━━━ DATA SECTION ━━━

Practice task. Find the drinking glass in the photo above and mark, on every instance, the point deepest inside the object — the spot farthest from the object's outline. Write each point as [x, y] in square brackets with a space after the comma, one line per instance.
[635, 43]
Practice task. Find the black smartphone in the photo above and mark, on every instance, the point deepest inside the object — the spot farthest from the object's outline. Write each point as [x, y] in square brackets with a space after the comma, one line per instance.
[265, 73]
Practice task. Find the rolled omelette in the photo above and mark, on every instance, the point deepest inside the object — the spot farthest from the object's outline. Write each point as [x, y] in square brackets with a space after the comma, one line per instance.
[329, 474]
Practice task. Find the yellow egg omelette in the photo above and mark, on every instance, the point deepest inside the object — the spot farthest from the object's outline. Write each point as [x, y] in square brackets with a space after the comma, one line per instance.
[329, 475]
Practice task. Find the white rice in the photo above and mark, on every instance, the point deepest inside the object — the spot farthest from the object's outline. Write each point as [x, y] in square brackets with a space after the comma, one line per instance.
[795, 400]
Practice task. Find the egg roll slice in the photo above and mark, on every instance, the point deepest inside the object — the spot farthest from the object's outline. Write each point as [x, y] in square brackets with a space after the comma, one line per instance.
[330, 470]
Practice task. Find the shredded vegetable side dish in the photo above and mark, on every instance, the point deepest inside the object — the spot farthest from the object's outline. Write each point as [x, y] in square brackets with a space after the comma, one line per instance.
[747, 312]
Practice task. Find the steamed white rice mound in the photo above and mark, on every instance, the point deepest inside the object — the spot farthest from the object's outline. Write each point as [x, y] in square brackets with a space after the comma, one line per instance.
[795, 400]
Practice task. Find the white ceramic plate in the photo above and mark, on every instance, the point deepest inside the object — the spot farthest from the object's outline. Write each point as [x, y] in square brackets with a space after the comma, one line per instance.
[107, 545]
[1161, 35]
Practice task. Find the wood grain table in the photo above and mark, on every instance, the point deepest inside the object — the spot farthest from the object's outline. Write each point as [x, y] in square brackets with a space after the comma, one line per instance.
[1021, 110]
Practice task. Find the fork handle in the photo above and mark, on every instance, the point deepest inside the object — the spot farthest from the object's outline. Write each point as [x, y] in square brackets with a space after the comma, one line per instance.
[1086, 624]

━━━

▸ WHAT IS BEING ASKED
Rewrite all of the entries above, replacing each occurrence of "Practice task" with "Warm-up task" and leaving everything else unchanged.

▸ EXPECTED ANSWER
Warm-up task. Find the drinking glass in the photo above and mark, on every instance, the point deepest inside the object — the spot farthest from the object's outline. Write each point as [x, y] in square brackets with a space after the comma, one line per instance.
[635, 43]
Warm-up task. Find the black smartphone in the photo above and mark, on every instance, the point deepest inside the object — the spot farthest from the object's outline. Write each point as [x, y] in square brackets with a space after the comma, one line per instance.
[265, 73]
Warm-up task. Find the rolled omelette in the photo above and mark, on every instance, the point deepest inside the object — the spot farthest from the object's outline. Write each point as [x, y] in square brackets with a space after the comma, one line per instance.
[329, 474]
Warm-up task. Find the yellow egg omelette in the photo above and mark, on every instance, the point deepest inside the object — the spot farthest from the object's outline. Write each point as [x, y] in square brackets with a space after the comma, one line per instance.
[329, 475]
Warm-up task. Find the white rice in the photo above and mark, on every instance, the point deepest inside the object — the spot farthest from the object's outline. Write each point as [x, y] in square brackets with a space after the comma, one line per instance.
[795, 400]
Warm-up task. Find the egg roll slice in the photo above and mark, on every instance, the point deepest inside the object — the spot farthest from the object's outline. Write each point as [x, y] in square brackets with a space after the comma, one line per instance.
[330, 470]
Warm-up task. Find the shredded vegetable side dish in the photo above and mark, on every instance, the point deepest inside the object — the spot farthest from the object's outline. Write each point as [x, y] in square brackets with a space after the comma, one line per instance.
[747, 312]
Warm-up task. Find the steamed white rice mound in the photo above and mark, on every instance, the point deepest inside the object — the spot farthest from the object's outline. Write each point as [x, y] in square brackets with a space after the comma, one line per instance.
[795, 400]
Warm-up task. Find the white ceramic plate in the photo above and mark, on every instance, the point deepest inside the object — the spot farthest from the object's outline. Write each point as [x, y] in square brackets with a space after the comma, one line per instance.
[107, 545]
[1161, 35]
Warm-up task. Find the wood grain table in the photo above and mark, on every instance, the point deepest inside the object — the spot farthest from the object's outline. Write each point as [x, y] in square brackets with a space after the comma, one line per instance.
[1021, 110]
Warm-up task. Find the fork handle in the photo above and mark, on every instance, the point deepest inside the object — the spot farthest from the object's outline. Write each point as [x, y] in square brackets with a space after the comma, one line per instance.
[1086, 624]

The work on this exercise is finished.